— TASK TO CARRY OUT —
Repeat the lines below exactly as they appear, but leave out the images.

--- start ---

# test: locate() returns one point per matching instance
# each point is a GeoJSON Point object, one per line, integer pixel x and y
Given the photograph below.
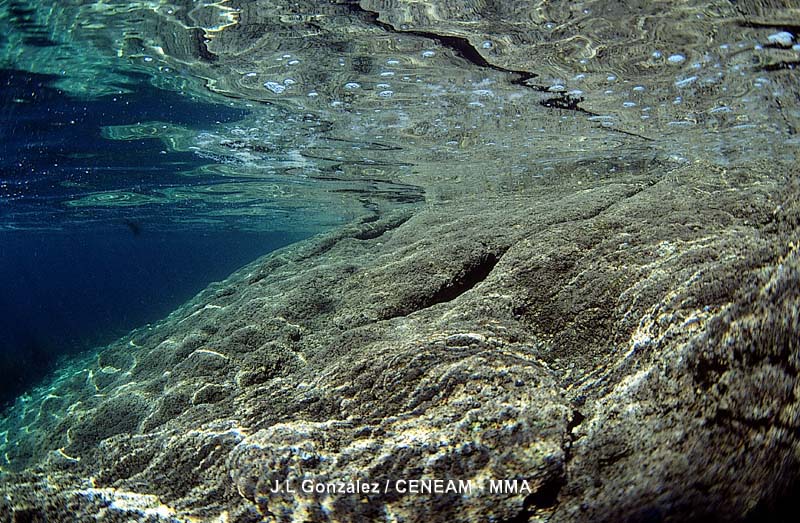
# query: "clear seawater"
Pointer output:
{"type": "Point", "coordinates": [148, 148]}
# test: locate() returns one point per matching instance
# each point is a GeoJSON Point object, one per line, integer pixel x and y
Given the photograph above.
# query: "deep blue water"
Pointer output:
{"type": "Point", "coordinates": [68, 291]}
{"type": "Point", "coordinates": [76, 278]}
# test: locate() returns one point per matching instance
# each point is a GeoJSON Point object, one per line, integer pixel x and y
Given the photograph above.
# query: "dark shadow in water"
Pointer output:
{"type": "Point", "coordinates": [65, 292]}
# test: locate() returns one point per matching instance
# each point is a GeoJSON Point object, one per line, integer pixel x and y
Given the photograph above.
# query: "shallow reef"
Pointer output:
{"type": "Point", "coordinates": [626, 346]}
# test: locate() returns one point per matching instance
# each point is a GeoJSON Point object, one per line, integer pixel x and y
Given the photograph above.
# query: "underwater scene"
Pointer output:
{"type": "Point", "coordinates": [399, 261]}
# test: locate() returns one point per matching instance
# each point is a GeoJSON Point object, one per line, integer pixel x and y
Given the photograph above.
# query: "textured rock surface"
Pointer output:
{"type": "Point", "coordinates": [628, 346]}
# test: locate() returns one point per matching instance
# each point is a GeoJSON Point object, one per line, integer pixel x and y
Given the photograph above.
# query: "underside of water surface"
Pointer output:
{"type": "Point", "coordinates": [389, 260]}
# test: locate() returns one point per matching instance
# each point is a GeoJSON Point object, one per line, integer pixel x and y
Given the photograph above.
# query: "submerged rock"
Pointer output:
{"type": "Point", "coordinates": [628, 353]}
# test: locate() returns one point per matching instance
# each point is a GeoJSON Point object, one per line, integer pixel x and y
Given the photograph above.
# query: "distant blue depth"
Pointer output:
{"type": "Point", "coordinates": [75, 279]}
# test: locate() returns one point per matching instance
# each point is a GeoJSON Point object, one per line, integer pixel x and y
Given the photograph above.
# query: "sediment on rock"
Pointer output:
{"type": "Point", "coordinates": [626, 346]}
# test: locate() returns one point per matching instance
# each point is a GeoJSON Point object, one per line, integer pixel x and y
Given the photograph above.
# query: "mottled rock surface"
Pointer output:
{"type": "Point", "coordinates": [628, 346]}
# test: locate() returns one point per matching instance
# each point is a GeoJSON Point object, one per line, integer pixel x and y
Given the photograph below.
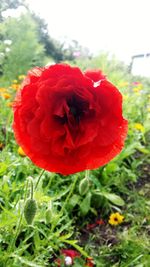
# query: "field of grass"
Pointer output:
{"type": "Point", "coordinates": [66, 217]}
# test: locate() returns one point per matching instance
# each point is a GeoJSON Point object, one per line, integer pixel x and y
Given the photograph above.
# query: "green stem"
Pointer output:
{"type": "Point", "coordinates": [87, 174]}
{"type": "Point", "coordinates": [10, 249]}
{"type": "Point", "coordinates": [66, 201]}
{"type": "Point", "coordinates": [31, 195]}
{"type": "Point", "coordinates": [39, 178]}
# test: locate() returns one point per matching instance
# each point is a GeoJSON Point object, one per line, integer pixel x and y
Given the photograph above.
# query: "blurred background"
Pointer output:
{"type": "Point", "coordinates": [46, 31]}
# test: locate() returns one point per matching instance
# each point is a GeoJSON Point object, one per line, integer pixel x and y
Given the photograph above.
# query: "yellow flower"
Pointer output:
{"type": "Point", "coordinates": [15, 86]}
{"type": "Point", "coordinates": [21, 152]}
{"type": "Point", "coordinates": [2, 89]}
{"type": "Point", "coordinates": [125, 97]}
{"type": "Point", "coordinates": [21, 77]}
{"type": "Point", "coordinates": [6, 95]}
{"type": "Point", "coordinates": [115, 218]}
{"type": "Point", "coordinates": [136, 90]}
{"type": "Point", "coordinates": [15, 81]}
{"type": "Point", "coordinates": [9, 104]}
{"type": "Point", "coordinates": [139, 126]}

--- end ---

— ANSWER TO THIS EXERCISE —
# test: locate() returns one point per matching instance
# each point is a GeoJSON Point object, one per line, integer pixel x and y
Given the photograph below.
# query: "clear seawater"
Pointer output:
{"type": "Point", "coordinates": [148, 148]}
# test: locate() returns one point per matching instance
# each point is a GeoJSON Point object, one per line, integer pixel x and y
Given the photograph above.
# query: "deep blue water"
Pointer output:
{"type": "Point", "coordinates": [68, 291]}
{"type": "Point", "coordinates": [76, 278]}
# test: locate() returns one point per matching instance
# each point is a GeoJSON Point object, one per line, integer pixel x and y
Given the photograph above.
# query: "dark shadow in water"
Pointer output:
{"type": "Point", "coordinates": [65, 292]}
# test: locate() returns one point per matching instance
# each point is a GeoJSON Point object, one per line, integer pixel x and y
Given the photograph above.
# query: "shallow reef"
Pointer output:
{"type": "Point", "coordinates": [626, 346]}
# test: locate() returns one point per matching instance
# each point is a GeoJSON Point object, one per line, integer pixel x and y
Given the photograph above.
# query: "underwater scene"
Pointer output:
{"type": "Point", "coordinates": [399, 261]}
# test: locate() returns one point per matching instance
# each point is a GeoJSON Point object, one per line, integer pixel x and y
Given the photograph above.
# query: "textured rock surface"
Pointer output:
{"type": "Point", "coordinates": [628, 346]}
# test: locate() returns one point per matching instance
# each point is a GeoJSON Point object, one per line, integer pixel x and y
Given the photograph above.
# query: "underside of water surface"
Pointer output:
{"type": "Point", "coordinates": [389, 260]}
# test: locate() returns one point per matching instance
# each point is a GeoJSON Point object, one per line, integer pixel x and y
Given the photograph above.
# query: "submerged rock"
Pointer output:
{"type": "Point", "coordinates": [628, 353]}
# test: locate() returns one point per matching instance
# each point is a GeoJSON Point object, one per line, integer pixel x and y
Given the photograph above.
# query: "distant blue depth"
Pointer output:
{"type": "Point", "coordinates": [75, 279]}
# test: locate() returns one point per matching instance
# each point is a GeoJSON Point object, one per line, integer pixel x and y
Given the photograph above.
# query: "sediment on rock"
Pointer output:
{"type": "Point", "coordinates": [626, 346]}
# test: locate() returns one point per matching instance
# each point is a GeoJSON Point object, one per line, integer pixel x and y
Given the photograph above.
# query: "mottled rock surface"
Pointer output:
{"type": "Point", "coordinates": [628, 346]}
# test: locate() returns one point per matching instance
# each point is a GeoJSON Point object, one per line, integer pixel x and y
Given the photograph below.
# query: "field of grass"
Pointer output:
{"type": "Point", "coordinates": [66, 217]}
# test: locate() returns one point per matching instance
# each point is a GeoJSON Point object, one per line, integer pixel x and y
Given the photograph above.
# query: "green stem"
Pointer output:
{"type": "Point", "coordinates": [87, 174]}
{"type": "Point", "coordinates": [10, 249]}
{"type": "Point", "coordinates": [66, 201]}
{"type": "Point", "coordinates": [31, 195]}
{"type": "Point", "coordinates": [39, 178]}
# test: locate() returns one point per matching instance
# each point is a GeoJSON Point object, one per line, integer pixel x and y
Given the photograph above.
# query: "blurred background"
Pointer output:
{"type": "Point", "coordinates": [46, 31]}
# test: locate() returns one point per matching instance
# each point is a GeoJSON Point object, one per line, integer pixel x and y
Given the photograph above.
# query: "yellow flower"
Pointer output:
{"type": "Point", "coordinates": [15, 86]}
{"type": "Point", "coordinates": [21, 152]}
{"type": "Point", "coordinates": [2, 89]}
{"type": "Point", "coordinates": [125, 97]}
{"type": "Point", "coordinates": [21, 77]}
{"type": "Point", "coordinates": [6, 95]}
{"type": "Point", "coordinates": [115, 218]}
{"type": "Point", "coordinates": [136, 90]}
{"type": "Point", "coordinates": [15, 81]}
{"type": "Point", "coordinates": [9, 104]}
{"type": "Point", "coordinates": [139, 126]}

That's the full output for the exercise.